=== INPUT FOR THIS TASK ===
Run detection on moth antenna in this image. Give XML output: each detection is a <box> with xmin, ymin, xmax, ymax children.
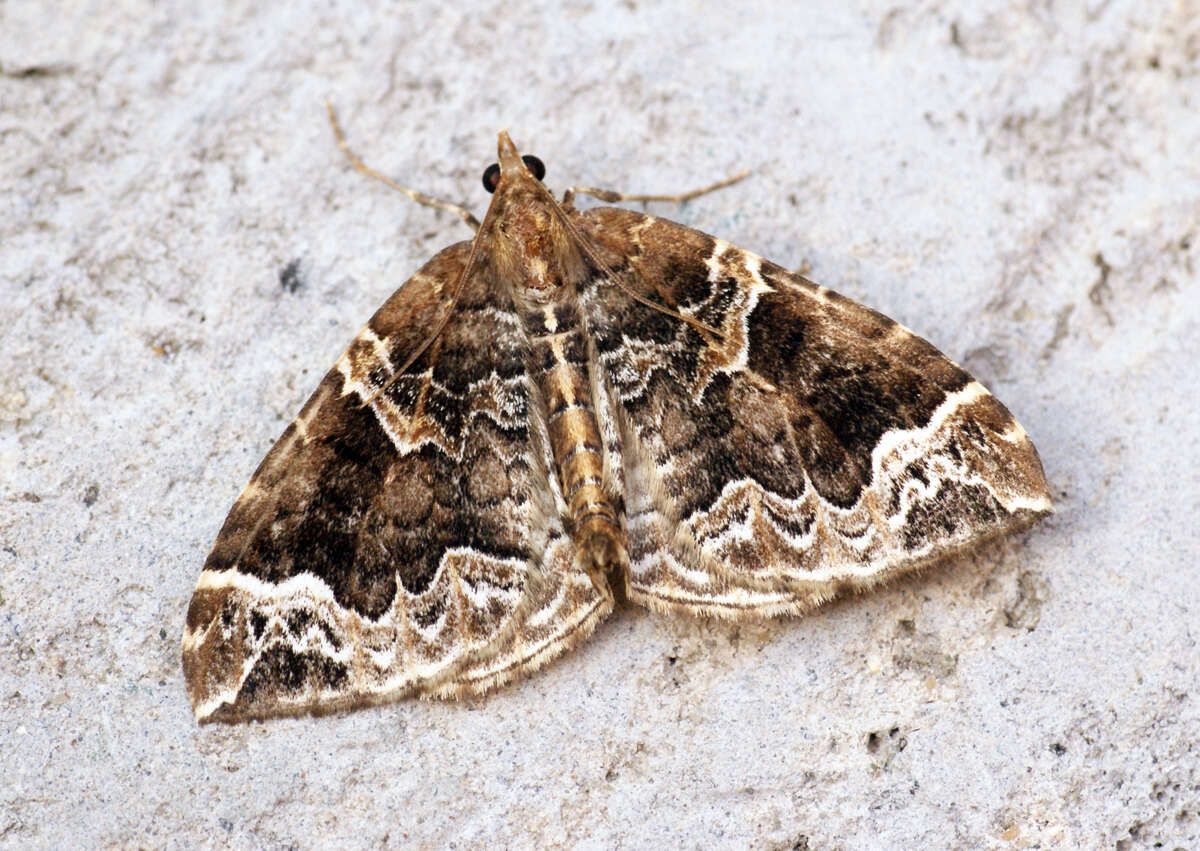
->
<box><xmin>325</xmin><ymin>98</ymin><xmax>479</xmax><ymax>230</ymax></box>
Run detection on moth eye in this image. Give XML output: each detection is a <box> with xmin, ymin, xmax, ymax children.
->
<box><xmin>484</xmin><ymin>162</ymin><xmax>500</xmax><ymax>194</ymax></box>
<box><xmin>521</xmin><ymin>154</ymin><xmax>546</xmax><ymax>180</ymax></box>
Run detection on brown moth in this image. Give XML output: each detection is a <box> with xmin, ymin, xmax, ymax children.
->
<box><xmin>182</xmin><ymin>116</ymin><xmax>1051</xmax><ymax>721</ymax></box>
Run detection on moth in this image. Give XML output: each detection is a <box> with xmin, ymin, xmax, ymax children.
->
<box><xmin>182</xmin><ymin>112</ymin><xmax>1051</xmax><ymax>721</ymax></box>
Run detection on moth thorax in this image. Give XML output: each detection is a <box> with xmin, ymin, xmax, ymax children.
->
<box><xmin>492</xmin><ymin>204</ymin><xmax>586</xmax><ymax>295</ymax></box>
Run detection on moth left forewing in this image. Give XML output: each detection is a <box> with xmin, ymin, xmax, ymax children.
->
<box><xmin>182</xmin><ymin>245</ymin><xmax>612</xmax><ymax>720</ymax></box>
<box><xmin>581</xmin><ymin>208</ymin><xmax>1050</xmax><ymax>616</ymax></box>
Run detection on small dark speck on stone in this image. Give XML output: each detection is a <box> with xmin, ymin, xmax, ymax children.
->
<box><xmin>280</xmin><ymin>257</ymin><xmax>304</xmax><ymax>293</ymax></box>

=== STATED PROBLEM ===
Repeat, character for character, the lines from the one that holds "Run detection on brown" to the final line of the material, inclusive, and no other lines.

=== EXERCISE RESULT ===
Run detection on brown moth in this image. Give XML output: each detection is a <box> with xmin, ymin, xmax, ymax children.
->
<box><xmin>182</xmin><ymin>116</ymin><xmax>1051</xmax><ymax>721</ymax></box>
Run detection on moth in this image. Give XML output: each detection is a <box> with xmin, ymin, xmax, ymax children.
->
<box><xmin>182</xmin><ymin>112</ymin><xmax>1051</xmax><ymax>721</ymax></box>
Run detection on moth thorax in this image. Give XML output: each detection is a <box> with xmin, ymin, xmax, ymax children.
->
<box><xmin>492</xmin><ymin>204</ymin><xmax>586</xmax><ymax>295</ymax></box>
Run detection on moth left forewing in this image. Give XML output: each detection is a <box> with xmin, ymin, xmax, ymax children.
->
<box><xmin>182</xmin><ymin>245</ymin><xmax>612</xmax><ymax>720</ymax></box>
<box><xmin>581</xmin><ymin>208</ymin><xmax>1050</xmax><ymax>616</ymax></box>
Run detection on small dark speck on stone in this image. Give XML output: each detection is a <box> with xmin, ymin, xmax, ymax children.
->
<box><xmin>280</xmin><ymin>257</ymin><xmax>304</xmax><ymax>293</ymax></box>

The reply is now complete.